:: Stored entries ::
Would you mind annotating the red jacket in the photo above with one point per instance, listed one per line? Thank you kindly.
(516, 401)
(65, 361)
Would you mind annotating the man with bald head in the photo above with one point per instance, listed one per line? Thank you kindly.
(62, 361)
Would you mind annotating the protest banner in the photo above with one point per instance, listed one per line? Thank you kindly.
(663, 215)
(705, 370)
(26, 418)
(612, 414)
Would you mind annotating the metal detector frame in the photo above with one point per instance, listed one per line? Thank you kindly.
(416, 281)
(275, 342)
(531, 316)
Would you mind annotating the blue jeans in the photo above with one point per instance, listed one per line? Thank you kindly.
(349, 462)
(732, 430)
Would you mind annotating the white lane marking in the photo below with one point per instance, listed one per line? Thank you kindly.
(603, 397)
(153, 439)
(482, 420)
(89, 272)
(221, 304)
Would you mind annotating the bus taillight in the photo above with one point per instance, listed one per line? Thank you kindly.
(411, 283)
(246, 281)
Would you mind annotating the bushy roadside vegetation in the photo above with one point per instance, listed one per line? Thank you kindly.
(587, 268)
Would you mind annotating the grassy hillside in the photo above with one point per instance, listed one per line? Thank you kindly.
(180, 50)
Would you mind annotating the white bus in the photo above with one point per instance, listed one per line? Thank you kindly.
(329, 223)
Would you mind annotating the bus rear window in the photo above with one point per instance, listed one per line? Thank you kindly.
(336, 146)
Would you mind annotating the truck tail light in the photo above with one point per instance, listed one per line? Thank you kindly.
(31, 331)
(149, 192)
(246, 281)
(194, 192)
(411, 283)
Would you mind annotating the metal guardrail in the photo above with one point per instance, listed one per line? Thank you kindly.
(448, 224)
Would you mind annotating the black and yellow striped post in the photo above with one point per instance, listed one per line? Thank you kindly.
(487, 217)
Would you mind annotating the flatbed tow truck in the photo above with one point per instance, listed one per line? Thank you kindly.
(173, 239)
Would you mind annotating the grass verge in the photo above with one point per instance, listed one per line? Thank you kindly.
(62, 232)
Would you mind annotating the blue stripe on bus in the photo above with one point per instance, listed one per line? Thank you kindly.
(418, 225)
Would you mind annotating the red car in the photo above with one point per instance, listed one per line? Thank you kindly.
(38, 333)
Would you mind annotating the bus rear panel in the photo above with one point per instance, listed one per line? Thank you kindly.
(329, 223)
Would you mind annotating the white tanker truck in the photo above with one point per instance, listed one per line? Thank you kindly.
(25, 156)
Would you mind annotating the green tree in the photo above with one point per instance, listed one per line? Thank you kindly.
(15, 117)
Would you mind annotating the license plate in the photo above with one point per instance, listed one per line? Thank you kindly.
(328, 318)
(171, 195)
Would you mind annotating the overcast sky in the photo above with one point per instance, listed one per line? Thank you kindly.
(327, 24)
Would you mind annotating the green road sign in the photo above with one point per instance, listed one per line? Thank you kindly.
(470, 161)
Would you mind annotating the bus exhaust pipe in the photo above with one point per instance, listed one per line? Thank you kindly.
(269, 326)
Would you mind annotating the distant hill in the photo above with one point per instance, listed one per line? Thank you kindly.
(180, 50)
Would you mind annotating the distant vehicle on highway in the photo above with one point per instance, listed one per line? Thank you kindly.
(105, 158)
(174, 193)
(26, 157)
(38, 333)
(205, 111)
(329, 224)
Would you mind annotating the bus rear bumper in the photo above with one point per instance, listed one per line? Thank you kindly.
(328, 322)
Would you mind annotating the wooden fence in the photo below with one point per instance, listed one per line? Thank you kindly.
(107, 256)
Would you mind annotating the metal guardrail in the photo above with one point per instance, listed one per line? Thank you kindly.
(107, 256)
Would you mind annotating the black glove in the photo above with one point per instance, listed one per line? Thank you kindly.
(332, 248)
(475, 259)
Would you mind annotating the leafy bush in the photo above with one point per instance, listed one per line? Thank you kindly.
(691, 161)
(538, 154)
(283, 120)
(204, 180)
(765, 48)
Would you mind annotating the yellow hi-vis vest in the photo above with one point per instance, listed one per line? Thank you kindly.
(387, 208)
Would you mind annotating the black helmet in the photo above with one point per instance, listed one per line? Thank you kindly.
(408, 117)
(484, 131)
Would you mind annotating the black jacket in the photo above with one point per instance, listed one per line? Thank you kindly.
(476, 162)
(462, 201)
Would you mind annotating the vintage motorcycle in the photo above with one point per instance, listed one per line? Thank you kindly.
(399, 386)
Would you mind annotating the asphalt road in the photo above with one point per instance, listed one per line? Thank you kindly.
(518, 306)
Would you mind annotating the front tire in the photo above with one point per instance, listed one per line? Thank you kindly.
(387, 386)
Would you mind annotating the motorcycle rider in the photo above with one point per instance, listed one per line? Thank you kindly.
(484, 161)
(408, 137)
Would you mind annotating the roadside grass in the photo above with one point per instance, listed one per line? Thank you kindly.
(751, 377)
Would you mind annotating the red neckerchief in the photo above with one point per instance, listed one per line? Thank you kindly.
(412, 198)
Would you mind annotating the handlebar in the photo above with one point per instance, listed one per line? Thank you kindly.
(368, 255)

:: REQUIRED TASK ::
The lines above should be duplicated exactly.

:: RESPONSE FOR THIS EXERCISE ::
Would you mind annotating the red jacket in the photo above with one point per instance, listed one per line? Thank you kindly.
(516, 401)
(65, 361)
Would you mind annotating the man with bald head in the photo above with one point per instance, listed one per line? Thank you kindly.
(62, 361)
Would you mind annotating the protest banner in the photo above with one point per instance, listed one per line? Thank you kindly.
(663, 215)
(705, 370)
(26, 418)
(612, 414)
Would you mind annotating the metal detector frame in the photo above with one point per instance, listed one per line? Thank you kindly.
(416, 281)
(275, 342)
(531, 316)
Would you mind annotating the blue jeans in the photo above with one point per instance, listed one per line? Thank you kindly.
(349, 462)
(732, 430)
Would you mind annotating the white lane marking in the photo below with one point per instance, listed one per line? Thank you kindly.
(603, 397)
(153, 439)
(482, 420)
(89, 272)
(221, 304)
Would you mind annotating the bus taillight in the photo above with one point per instance, listed one per line? Thank you kindly.
(411, 283)
(246, 281)
Would you mind annotating the bushy roadside vegetation in the photo above with one point per instance, listed one per line? Thank you kindly.
(587, 268)
Would you mind annotating the grassy hillside in the photo above with one point per instance, listed one per line? Thank you kindly.
(180, 50)
Would you mind annotating the white bus in the photo above with one point per instance, listed one per line? Thank you kindly.
(329, 223)
Would you mind annotating the bus rear window in the photo above with one point per instance, listed one per line? Thank you kindly.
(336, 146)
Would you mind annotating the truck tail light in the photo above with one point per instance, listed one per line? Thank you kindly.
(31, 331)
(149, 192)
(246, 281)
(194, 192)
(411, 283)
Would you mind annotating the metal guardrail in the photo above with one point per instance, listed one per line? Thank you kindly.
(448, 224)
Would you mind annotating the black and yellow striped post in the photo above with one point per instance, listed one per line? Thank you kindly.
(487, 217)
Would you mind annotating the flatbed tow truck in the photo above with one point per instance, listed one per line? Thank you kindly.
(173, 239)
Would you mind annotating the grass verge in the photo above with one point per instance, listed one per line? Thank you kindly.
(62, 232)
Would you mind annotating the blue stripe on bus in the photo above with one point per instance, listed one per line? Thank you kindly.
(418, 225)
Would you mind annotating the red car in the photo above with one point per instance, listed one per line? Thank you kindly.
(38, 333)
Would you mind annotating the bus rear panel in the photo above with one point per instance, listed one per line? Thank you kindly.
(329, 223)
Would you mind annotating the white tanker truck in the photo above with one point per instance, listed one per line? Thank you kindly.
(25, 156)
Would you mind annotating the green tree in the photo above with one point per instance, listed one per line? Thank you kindly.
(15, 117)
Would you mind annotating the license plate in the photo above with one point per instance, listed one per line? Thank you kindly.
(328, 318)
(171, 195)
Would you mind annotating the overcast sky in the photo above with one point per instance, listed one per line? Thank you kindly.
(327, 24)
Would you mind annotating the green road sign in the photo above with one point per instance, listed one per line? Thank you kindly.
(470, 161)
Would you mind annotating the bus exhaust pipe in the photo above with one point per instance, listed one per line? Thank you kindly.
(269, 326)
Would you mind annotating the distant hill in the photo above with one point per instance, listed one per line? Thank you kindly.
(180, 50)
Would you mind annotating the distant vehicle on highway in the photo above with one point per instance, listed one per line? Thank you kindly.
(105, 158)
(174, 193)
(26, 157)
(38, 333)
(205, 111)
(329, 224)
Would you mind annotating the bus rear bumper in the photo above with one point per instance, listed one per line? Thank you kindly.
(328, 322)
Would you mind annotating the wooden fence in the photo below with one point per instance, listed one per line? Thank you kindly.
(107, 256)
Would you mind annotating the metal guardrail in the photo above with one point per instance, listed one per line? Thank you kindly.
(107, 256)
Would you mind annotating the black glove in the photo above with one point per instance, listed one per line? Thank you kindly.
(332, 248)
(475, 259)
Would you mind annotating the leafy bush in the photo above with one point per instance, listed one per line? Thank you kindly.
(691, 161)
(538, 154)
(283, 120)
(204, 180)
(765, 48)
Would you mind annotating the yellow hi-vis vest in the photo above with one point per instance, listed one per line? Thank you kindly.
(387, 208)
Would you mind annotating the black helmet in the photo above with one point per instance, listed one per line? Thank you kindly.
(408, 117)
(484, 131)
Would you mind annotating the black jacket in the photo above with one point per instance, listed one per line? Thank you kindly.
(476, 162)
(462, 201)
Would you mind annotating the vintage motorcycle in the photo above with one point per instance, listed one per line? Thank you kindly.
(399, 386)
Would you mind annotating the asphalt road in the photo above with one point per instance, listed one per line? Thank you kindly.
(518, 306)
Would you mind annotating the front tire in the photo above with one point per instance, listed one per line? Thank you kindly.
(387, 386)
Would you mind annotating the motorcycle rider in the photo above with one point per instance, listed one per line? Thank you kindly.
(484, 161)
(408, 137)
Would you mind annotating the roadside grass in the photo above with one point per instance, listed one per line? Thank you kindly.
(751, 377)
Would you mind annotating the red neckerchief in the photo above with one point per instance, listed one per line? Thank you kindly.
(412, 198)
Would you mind annotating the handlebar in the photo above with one point per instance, listed one per line? Thank you kindly.
(368, 255)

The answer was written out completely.